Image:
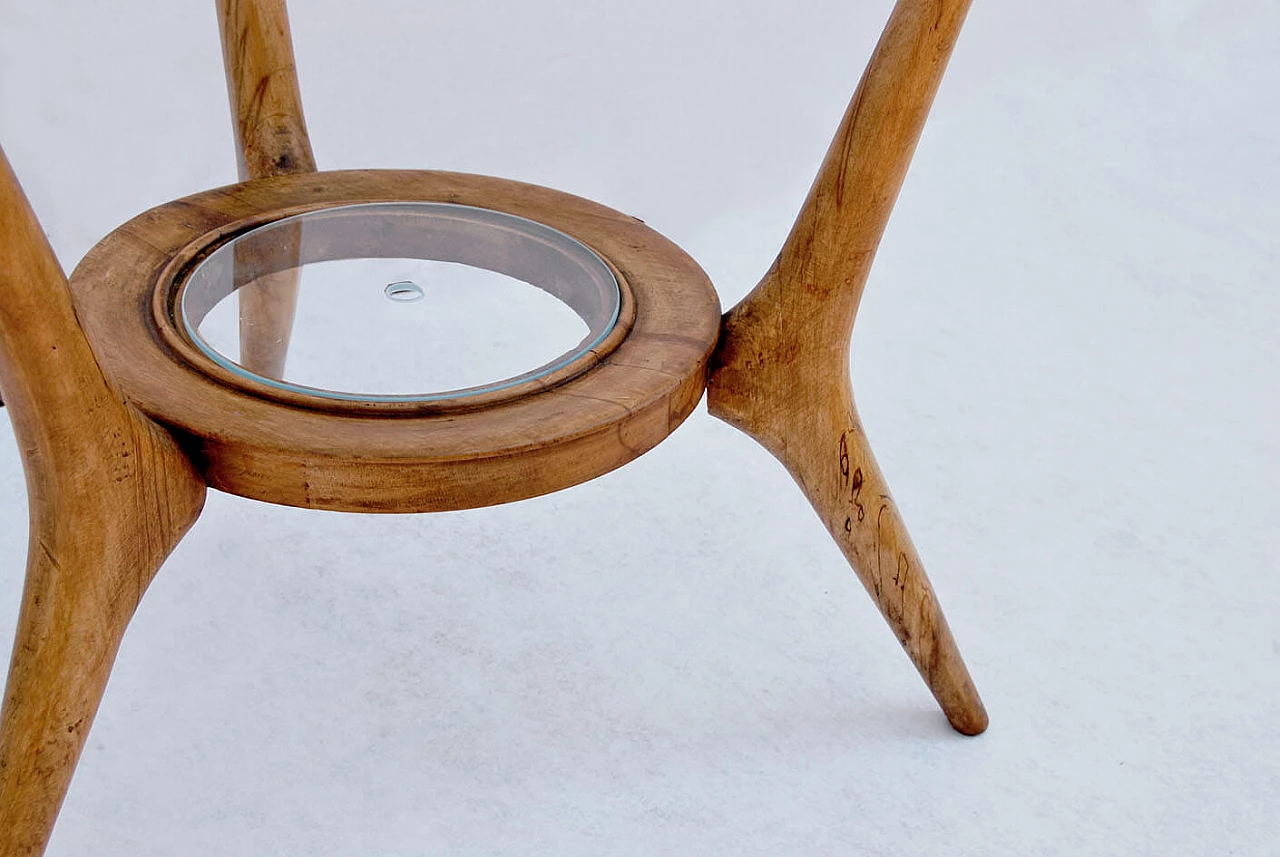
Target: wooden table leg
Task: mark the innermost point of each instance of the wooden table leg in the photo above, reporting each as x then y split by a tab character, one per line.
270	140
781	371
109	493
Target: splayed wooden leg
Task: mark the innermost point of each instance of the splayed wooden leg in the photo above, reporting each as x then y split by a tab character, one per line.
781	370
109	494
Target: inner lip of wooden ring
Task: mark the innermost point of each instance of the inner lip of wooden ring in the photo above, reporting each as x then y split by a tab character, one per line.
517	247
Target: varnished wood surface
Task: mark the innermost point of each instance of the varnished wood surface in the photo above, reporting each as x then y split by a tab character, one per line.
270	140
109	495
781	371
311	457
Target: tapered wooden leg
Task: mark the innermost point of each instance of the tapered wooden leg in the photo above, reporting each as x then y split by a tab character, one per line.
270	140
781	369
109	495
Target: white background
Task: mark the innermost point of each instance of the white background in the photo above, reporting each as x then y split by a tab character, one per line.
1066	358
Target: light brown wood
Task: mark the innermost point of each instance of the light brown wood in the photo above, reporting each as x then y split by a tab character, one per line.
109	494
781	371
428	457
270	140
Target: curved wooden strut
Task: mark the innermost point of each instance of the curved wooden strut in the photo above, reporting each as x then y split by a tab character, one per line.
109	493
781	370
270	140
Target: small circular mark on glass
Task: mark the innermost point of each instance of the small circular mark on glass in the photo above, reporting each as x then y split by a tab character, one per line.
403	292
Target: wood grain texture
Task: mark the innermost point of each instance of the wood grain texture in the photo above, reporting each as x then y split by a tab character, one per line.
270	140
781	370
385	458
109	494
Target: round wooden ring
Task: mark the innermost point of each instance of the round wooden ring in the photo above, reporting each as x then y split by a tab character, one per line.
388	457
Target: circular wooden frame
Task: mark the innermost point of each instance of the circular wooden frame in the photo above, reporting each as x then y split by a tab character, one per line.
400	457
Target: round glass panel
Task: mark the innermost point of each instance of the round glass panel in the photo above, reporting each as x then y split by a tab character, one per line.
398	302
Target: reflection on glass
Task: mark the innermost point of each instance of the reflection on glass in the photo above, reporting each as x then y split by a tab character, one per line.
398	302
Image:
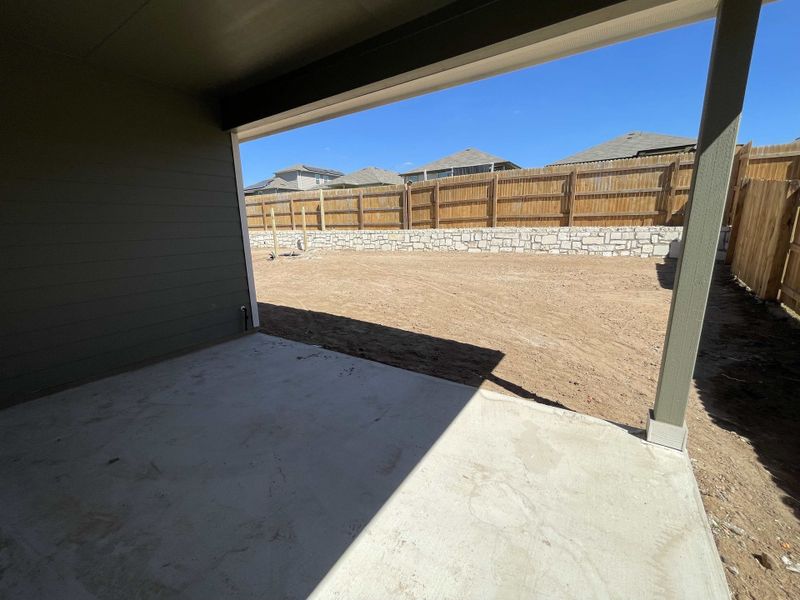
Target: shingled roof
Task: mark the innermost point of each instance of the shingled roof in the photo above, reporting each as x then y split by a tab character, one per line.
310	169
273	183
635	143
470	157
365	177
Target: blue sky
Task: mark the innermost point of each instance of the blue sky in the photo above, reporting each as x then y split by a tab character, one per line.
538	115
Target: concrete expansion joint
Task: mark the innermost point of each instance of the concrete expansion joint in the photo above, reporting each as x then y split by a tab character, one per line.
666	434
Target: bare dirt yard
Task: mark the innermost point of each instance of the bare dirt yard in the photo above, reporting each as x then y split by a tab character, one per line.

■ ■ ■

Output, exactly as written, only the lines from the beginning of the listing through the line containing "Target: splayed wooden leg", both included, and no pictures.

# [Response]
Image:
Target: wooden table leg
Task: mark the innermost point of each instance of the wooden table leg in the photo above, reporting each as x then y split by a tab character, one per line.
270	140
781	371
109	493
Target: splayed wooden leg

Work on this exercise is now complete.